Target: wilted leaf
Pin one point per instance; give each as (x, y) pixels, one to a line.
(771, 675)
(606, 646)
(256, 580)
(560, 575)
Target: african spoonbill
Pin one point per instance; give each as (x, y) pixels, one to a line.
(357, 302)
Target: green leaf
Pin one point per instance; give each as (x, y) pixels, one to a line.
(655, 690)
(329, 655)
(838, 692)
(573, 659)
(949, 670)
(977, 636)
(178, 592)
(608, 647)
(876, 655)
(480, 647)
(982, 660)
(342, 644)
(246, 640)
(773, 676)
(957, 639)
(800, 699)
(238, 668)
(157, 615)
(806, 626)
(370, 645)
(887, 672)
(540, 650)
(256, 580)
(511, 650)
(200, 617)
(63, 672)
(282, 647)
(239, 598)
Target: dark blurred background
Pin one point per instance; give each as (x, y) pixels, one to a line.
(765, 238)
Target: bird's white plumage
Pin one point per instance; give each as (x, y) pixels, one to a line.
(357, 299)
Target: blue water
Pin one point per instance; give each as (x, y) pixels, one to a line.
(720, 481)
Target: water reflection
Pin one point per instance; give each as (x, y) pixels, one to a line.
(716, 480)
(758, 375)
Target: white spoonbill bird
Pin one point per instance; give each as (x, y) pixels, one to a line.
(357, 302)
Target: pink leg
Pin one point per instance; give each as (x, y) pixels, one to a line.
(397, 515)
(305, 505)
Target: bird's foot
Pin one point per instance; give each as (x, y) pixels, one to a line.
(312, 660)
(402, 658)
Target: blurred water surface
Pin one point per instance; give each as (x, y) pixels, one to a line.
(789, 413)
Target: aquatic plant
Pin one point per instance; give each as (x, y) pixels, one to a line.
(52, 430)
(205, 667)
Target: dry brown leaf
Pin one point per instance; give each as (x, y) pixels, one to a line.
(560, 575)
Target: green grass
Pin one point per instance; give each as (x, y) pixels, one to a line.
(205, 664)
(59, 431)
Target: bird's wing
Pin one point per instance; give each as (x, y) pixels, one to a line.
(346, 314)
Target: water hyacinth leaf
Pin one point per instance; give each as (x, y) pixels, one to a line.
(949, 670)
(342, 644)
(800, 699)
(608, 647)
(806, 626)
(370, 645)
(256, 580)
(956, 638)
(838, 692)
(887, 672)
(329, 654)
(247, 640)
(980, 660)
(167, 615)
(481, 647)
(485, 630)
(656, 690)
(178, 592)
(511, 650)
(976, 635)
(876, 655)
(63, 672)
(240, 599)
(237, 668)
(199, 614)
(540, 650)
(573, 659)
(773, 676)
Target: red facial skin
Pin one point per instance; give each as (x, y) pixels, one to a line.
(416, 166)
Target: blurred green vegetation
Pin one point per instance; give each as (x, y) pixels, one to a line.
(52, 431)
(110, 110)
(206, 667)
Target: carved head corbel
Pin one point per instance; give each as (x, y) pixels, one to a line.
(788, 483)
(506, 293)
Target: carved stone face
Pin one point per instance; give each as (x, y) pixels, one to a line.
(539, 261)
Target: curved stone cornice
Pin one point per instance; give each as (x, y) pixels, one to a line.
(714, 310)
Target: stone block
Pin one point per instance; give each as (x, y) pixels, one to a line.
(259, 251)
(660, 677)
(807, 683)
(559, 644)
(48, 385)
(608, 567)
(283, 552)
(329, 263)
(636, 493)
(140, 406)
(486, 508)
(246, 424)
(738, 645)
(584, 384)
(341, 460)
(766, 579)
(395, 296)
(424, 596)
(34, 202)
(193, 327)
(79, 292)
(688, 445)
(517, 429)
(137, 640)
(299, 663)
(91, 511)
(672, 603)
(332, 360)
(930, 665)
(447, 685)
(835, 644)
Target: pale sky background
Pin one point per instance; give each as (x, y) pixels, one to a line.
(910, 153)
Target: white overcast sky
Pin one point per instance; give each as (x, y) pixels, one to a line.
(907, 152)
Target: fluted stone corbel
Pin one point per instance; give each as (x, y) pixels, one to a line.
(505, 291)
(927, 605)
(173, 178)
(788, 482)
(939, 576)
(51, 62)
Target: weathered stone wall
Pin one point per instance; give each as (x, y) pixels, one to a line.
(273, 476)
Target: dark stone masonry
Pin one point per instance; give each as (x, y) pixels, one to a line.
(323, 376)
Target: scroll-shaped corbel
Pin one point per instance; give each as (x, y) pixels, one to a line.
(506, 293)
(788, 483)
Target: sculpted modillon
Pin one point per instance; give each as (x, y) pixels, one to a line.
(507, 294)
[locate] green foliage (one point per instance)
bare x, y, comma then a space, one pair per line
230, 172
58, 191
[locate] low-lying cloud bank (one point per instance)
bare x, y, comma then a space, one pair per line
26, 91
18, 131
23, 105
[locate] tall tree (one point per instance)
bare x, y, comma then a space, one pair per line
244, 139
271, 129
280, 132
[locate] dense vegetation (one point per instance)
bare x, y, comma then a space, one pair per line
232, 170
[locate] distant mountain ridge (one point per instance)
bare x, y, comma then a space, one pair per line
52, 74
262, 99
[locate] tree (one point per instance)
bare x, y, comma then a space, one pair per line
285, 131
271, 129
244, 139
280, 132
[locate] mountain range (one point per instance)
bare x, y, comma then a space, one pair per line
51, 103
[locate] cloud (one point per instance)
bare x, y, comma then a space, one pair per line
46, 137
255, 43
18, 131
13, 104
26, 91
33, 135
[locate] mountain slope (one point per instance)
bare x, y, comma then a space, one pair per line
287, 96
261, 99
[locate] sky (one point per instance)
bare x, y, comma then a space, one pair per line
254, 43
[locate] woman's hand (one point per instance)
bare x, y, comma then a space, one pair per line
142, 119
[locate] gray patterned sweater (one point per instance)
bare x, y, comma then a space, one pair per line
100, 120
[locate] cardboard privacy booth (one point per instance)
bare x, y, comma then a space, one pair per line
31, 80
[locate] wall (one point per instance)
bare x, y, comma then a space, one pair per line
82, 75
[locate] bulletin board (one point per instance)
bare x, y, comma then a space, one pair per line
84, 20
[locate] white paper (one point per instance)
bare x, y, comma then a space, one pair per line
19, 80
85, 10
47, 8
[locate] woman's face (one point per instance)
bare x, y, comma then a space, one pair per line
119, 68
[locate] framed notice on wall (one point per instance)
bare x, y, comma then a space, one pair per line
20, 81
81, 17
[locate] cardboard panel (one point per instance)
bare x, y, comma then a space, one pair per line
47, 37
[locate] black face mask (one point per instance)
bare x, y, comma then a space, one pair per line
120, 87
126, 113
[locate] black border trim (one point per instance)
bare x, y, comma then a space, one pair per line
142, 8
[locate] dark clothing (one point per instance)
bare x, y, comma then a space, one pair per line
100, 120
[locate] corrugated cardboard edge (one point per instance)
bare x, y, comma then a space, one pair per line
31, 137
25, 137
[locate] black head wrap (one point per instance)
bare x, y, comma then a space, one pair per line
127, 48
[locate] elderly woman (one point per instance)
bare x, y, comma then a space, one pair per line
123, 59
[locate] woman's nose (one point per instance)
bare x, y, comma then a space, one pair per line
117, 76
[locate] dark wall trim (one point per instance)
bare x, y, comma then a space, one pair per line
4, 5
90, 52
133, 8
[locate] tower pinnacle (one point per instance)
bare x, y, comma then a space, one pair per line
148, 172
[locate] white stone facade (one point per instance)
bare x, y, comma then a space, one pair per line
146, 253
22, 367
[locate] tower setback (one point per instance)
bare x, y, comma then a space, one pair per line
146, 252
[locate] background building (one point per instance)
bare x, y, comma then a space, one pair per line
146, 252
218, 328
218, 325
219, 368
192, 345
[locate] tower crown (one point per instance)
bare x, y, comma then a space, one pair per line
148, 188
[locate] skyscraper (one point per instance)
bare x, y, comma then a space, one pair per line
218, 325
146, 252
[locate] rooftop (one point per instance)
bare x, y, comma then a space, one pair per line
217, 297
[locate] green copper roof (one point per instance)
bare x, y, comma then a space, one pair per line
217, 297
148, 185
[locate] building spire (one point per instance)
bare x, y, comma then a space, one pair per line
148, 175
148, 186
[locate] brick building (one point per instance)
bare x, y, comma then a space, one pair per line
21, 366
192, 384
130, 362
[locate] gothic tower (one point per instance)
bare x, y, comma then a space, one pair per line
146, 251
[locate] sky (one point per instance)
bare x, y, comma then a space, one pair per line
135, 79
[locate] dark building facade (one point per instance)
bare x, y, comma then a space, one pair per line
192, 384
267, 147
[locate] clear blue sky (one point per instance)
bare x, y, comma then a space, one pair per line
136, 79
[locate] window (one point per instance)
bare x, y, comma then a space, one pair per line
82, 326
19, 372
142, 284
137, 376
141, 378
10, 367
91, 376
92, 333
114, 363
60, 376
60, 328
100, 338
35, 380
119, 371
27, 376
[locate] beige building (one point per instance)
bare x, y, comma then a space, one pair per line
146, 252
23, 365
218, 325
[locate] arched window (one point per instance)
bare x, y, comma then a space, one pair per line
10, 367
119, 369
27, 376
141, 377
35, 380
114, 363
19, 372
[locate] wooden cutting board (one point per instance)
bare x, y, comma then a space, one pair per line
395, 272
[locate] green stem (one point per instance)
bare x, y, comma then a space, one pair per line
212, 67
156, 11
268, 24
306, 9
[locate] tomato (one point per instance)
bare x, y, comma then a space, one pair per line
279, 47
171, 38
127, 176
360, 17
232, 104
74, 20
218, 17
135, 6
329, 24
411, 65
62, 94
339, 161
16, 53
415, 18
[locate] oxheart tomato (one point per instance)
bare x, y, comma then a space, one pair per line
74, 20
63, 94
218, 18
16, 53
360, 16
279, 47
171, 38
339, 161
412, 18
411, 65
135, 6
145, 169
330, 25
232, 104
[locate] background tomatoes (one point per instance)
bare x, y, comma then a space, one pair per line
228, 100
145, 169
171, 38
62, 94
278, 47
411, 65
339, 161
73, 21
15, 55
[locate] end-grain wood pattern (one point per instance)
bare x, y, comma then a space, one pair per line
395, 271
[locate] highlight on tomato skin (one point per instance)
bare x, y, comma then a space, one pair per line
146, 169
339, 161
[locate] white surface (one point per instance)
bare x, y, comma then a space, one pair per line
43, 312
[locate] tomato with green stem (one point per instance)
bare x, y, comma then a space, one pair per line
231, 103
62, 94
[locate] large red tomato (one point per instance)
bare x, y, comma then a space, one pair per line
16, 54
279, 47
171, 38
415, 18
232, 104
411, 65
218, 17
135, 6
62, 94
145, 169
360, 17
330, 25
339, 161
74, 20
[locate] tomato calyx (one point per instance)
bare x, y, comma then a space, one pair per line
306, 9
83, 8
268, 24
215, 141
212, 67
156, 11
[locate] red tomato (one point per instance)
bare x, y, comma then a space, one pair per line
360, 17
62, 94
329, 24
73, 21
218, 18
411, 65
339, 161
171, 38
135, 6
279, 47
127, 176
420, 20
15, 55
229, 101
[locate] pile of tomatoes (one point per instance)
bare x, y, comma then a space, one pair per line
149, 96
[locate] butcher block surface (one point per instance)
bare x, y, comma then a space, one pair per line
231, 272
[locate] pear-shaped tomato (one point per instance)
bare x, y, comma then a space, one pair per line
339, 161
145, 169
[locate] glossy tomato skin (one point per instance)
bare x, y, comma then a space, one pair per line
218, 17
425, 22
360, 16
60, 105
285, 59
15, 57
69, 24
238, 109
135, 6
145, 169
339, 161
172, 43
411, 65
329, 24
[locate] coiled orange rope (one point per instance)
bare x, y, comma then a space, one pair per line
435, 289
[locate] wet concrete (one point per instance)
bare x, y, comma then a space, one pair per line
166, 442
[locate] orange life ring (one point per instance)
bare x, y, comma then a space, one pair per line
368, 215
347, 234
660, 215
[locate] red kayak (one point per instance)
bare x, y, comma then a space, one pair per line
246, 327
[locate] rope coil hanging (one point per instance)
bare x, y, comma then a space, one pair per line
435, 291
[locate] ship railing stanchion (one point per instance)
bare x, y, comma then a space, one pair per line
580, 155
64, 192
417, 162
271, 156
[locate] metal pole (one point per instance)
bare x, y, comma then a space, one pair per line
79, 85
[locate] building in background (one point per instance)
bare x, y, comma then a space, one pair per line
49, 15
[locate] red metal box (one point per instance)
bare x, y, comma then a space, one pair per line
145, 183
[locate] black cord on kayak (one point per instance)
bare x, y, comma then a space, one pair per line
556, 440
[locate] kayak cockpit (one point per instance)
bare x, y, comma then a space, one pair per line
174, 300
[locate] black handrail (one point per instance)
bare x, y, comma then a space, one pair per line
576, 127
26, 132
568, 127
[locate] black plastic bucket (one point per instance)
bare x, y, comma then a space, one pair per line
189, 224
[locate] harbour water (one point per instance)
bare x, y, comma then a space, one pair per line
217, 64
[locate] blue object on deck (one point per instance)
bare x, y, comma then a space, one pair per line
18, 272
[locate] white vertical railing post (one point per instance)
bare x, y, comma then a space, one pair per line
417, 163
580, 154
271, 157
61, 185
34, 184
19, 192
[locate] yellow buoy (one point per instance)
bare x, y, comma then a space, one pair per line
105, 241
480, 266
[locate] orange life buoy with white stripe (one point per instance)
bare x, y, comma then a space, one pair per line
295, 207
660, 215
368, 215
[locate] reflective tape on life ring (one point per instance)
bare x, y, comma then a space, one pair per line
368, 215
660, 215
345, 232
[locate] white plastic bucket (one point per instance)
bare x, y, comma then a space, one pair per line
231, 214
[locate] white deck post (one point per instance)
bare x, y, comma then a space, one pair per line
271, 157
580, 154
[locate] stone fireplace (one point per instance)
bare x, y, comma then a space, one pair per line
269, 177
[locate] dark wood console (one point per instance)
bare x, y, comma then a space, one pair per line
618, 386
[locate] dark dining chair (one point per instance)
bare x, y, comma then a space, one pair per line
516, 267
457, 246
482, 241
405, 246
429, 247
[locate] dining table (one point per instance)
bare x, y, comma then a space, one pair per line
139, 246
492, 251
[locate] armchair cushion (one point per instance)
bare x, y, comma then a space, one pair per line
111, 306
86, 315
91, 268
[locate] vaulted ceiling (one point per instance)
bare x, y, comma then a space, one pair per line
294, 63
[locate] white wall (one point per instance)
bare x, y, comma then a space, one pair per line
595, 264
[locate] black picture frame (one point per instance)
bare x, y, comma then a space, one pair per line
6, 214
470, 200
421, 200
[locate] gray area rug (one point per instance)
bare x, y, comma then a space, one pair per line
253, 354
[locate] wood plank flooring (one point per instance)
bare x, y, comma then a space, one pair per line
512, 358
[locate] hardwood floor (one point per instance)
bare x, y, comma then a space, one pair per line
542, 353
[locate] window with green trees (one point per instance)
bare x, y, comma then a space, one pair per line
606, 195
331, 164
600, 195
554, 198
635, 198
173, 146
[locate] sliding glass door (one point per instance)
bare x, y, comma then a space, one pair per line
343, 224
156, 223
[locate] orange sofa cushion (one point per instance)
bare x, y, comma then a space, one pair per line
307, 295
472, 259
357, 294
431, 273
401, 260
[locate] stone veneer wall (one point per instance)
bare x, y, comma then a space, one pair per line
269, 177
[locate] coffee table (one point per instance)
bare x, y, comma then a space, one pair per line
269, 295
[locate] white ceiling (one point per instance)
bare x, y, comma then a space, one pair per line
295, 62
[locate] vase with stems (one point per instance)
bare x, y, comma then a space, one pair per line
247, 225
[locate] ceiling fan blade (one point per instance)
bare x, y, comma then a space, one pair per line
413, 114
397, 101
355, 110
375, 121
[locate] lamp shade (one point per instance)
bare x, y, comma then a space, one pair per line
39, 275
◆ ◆ ◆
TASK REQUIREMENTS
Transcribe exactly, and only, the lines from the one bearing "[locate] stone veneer" through the last line of the entries, counting both.

THE RESPONSE
[locate] stone veneer wall (one point per instance)
bare x, y, comma then a space, one pair per line
269, 177
[locate] coffee table (one point per instance)
bare x, y, comma then a space, one pair per line
269, 295
[locate] white ceiling (one point per instance)
bare x, y, comma then a space, one pair per line
295, 62
[locate] vase with stems (one point per instance)
bare x, y, comma then a space, one pair per line
247, 225
[locate] ceiling fan blade (one point per instance)
bare x, y, comma then a space, one pair per line
413, 114
397, 101
355, 110
375, 121
[locate] lamp shade (one point per instance)
bare x, y, comma then a space, one pair per line
39, 275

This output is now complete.